Con su inmensa popularidad y sus asombrosos dones sobrenaturales, San Pío de Pietrelcina fue, por encima de todo, un alma crucificada, ofrecida como víctima voluntaria por el mundo, sumida en un permanente coloquio con el Señor. De esas íntimas profundidades emerge la fuerza con la cual llegó a identificarse por entero con Cristo. Los estigmas de la Pasión son el sello exterior de esa unión mística entre el Creador y su criatura .
«En cuanto a mí, Dios me libre de gloriarme si no es en la cruz de nuestro Señor Jesucristo» (Gal 6, 14).
Padre Pío de Pietrelcina, al igual que el apóstol Pablo, puso en la cumbre de su vida y de su apostolado la Cruz de su Señor como su fuerza, su sabiduría y su gloria. Inflamado de amor hacia Jesucristo, se conformó a Él por medio de la inmolación de sí mismo por la salvación del mundo. En el seguimiento y la imitación de Cristo Crucificado fue tan generoso y perfecto que hubiera podido decir «con Cristo estoy crucificado: y no vivo yo, sino que es Cristo quien vive en mí» (Gal 2, 19).
Derramó sin parar los tesoros de la gracia que Dios le había concedido con especial generosidad a través de su ministerio, sirviendo a los hombres y mujeres que se acercaban a él, cada vez más numerosos, y engendrado una inmensa multitud de hijos e hijas espirituales.
Este es uno de esos hombres extraordinarios que Dios envía a la tierra de vez en cuando para la conversión de los hombres”, dijo al Papa Benedicto XV un Obispo de Uruguay luego de visitar al Padre Pío.

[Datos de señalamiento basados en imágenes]
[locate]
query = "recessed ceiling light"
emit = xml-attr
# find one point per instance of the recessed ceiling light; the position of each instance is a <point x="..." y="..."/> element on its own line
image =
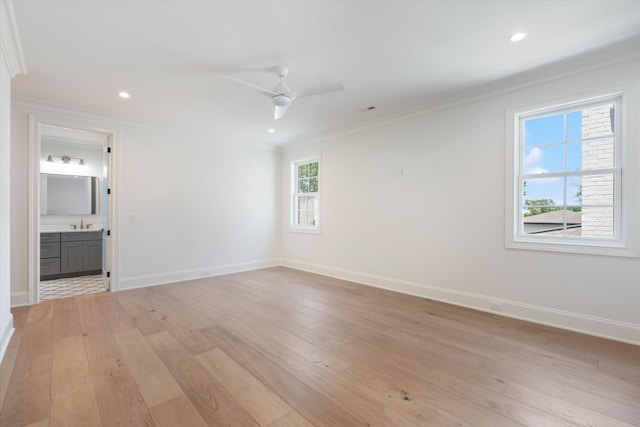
<point x="516" y="37"/>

ACTIVIDAD
Responde a estas preguntas sobre el texto de San Pío de Pietrelcina.
1. ¿Qué son los estigmas de la Pasión, según el texto?
2. ¿Qué fue la Cruz de su Señor para el Padre Pío, al igual que para el apóstol Pablo?
3. ¿Quién dijo al Papa Benedicto XV que el Padre Pío era «uno de esos hombres extraordinarios»?

RESULTADO
1. El sello exterior de la unión mística entre el Creador y su criatura.
2. Su fuerza, su sabiduría y su gloria.
3. Un Obispo de Uruguay, después de visitar al Padre Pío.